TASKS TO COMPLETE
a: According to the Spark ETL demo, what two advantages does Spark offer for this ETL job?
b: Duplicate everything in the Spark ETL demo from "print(zipcode_data_file)" down to "spark = SparkSession.builder.getOrCreate()".
c: Carry the Spark ETL demo forward from the point where it stops.

DOCUMENT SEGMENT
# Spark ETL Demo Python

This demo written in Python for Watson Data Studio illustrates the use of a Spark cluster to perform ETL. It imports data in flat files into Spark DataFrames, manipulates the data, aggregates it  and then writes the result out to a relational  database. The advantage of using Spark for this is scalability  (by using a larger cluster one can achieve close to linear scalability) and simplified error recovery (a failed attempt at running this ETL job can be repeated at any stage and the final result will be the same).

Step 1 Read in the source data
We read two CSV files. One has statistics about Social Security payments for the state of Texas by zipcode and the other maps US zipcodes to US counties so we can aggregate the Social Security data by county rather than zipcode.

Grab the input data files from Github and stick them in in gpfs using wget

In [None]:
# Install wget if you don't already have it.
!pip install wget

In [None]:
import wget

link_to_ssdata = 'https://raw.githubusercontent.com/djccarew/sparketldemo/master/data/oasdi-tx-clean.csv'
link_to_zipdata = 'https://raw.githubusercontent.com/djccarew/sparketldemo/master/data/zip_codes_states.csv'
social_security_data_file = wget.download(link_to_ssdata)

print(social_security_data_file)

zipcode_data_file = wget.download(link_to_zipdata)

print(zipcode_data_file)


Read in the Social Security data file into a DataFrame using a schema. Note the schema can be inferred but the inferred schema typically converts various numeric types to string so it's better to specify the schema so you know what you end up with 

In [None]:

from pyspark.sql.types import StructType, StructField, IntegerType, StringType, DoubleType
from pyspark.sql import SparkSession
spark = SparkSession.builder.getOrCreate()
ssdata_schema = StructType([
    StructField("Zip", StringType(), False),
    StructField("NumTotal", IntegerType(), False),
    StructField("NumRetired", IntegerType(), False),
    StructField("NumDisabled", IntegerType(), False),
    StructField("NumWidowerOrParent", IntegerType(), False),
    StructField("NumSpouses", IntegerType(), False),
    StructField("NumChildren", IntegerType(), False),
    StructField("BenTotal", IntegerType(), False),
    StructField("BenRetired", IntegerType(), False),
    StructField("BenWidowerOrParent", IntegerType(), False),
    StructField("NumSeniors", IntegerType(), False)])

df_ssdata_raw = spark.read\
  .format('org.apache.spark.sql.execution.datasources.csv.CSVFileFormat')\
  .option('header', 'true')\
  .load(social_security_data_file, schema=ssdata_schema)

DATA ENTRIES
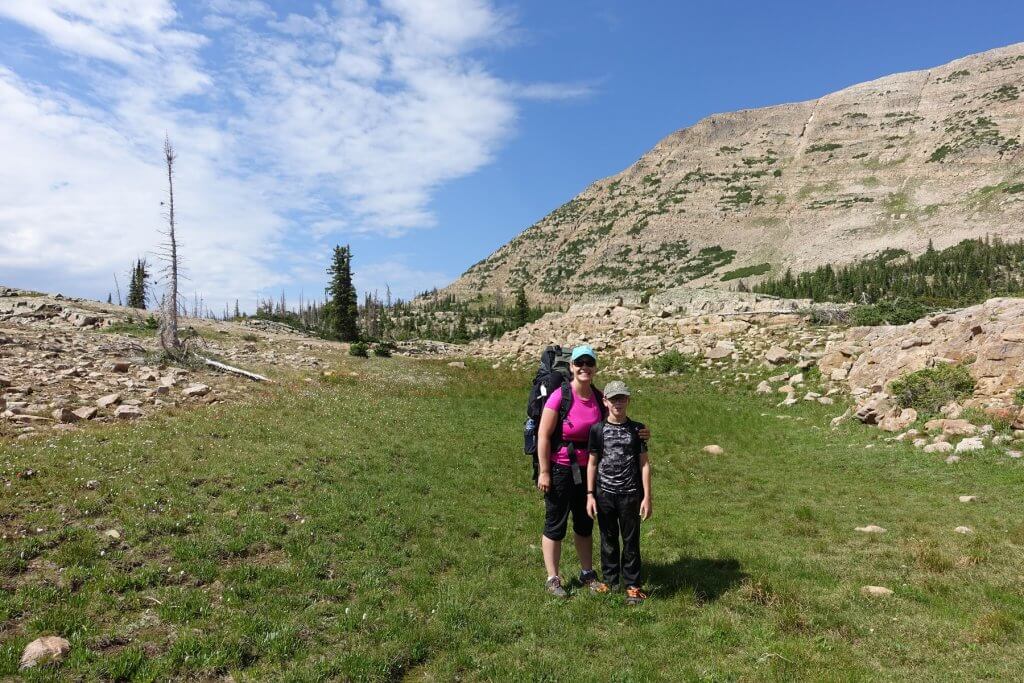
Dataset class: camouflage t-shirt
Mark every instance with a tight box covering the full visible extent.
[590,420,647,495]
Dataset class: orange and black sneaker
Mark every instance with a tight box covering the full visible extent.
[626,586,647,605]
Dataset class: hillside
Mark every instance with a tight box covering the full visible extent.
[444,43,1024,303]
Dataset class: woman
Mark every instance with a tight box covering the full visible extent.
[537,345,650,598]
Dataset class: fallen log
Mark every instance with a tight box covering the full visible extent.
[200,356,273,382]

WRITTEN RESPONSES
a: Scalability and simplified error recovery.

b:
print(zipcode_data_file)


Read in the Social Security data file into a DataFrame using a schema. Note the schema can be inferred but the inferred schema typically converts various numeric types to string so it's better to specify the schema so you know what you end up with 

In [None]:

from pyspark.sql.types import StructType, StructField, IntegerType, StringType, DoubleType
from pyspark.sql import SparkSession
spark = SparkSession.builder.getOrCreate()

c:
    
df_ssdata_raw.printSchema()


Repeat for zipcode data file

In [None]:
zipdata_schema = StructType([
    StructField("Zip", StringType(), False),
    StructField("Latitude", DoubleType(), False),
    StructField("Longitude", DoubleType(), False),
    StructField("City", StringType(), False),
    StructField("State", StringType(), False),
    StructField("County", StringType(), False)])
    

df_zipdata_raw = spark.read\
  .format('org.apache.spark.sql.execution.datasources.csv.CSVFileFormat')\
  .option('header', 'true')\
  .load(zipcode_data_file, schema=zipdata_schema)
df_zipdata_raw.printSchema()

### Step 2 Transform raw source data

Only need County name and zip code columns for this demo so we don't use the other columns in the zipcode data

In [None]:
df_counties = df_zipdata_raw.select('Zip','County')
df_counties.printSchema()

Join Social Security data with zipcode data to add a County column to Social Security data

In [None]:
df_ssdata_counties = df_ssdata_raw.join(df_counties, "Zip")
df_ssdata_counties.printSchema()

Don't need the zipcode column anymore since we'll be aggregating by County instead

In [None]:
df_ssdata_counties = df_ssdata_counties.drop("Zip")
df_ssdata_counties.printSchema()

Create a temp view so we can do the "by county" aggregation via SQL rather than using the Spark SQL DataFrame API. (Doing it via SQL is usually easier)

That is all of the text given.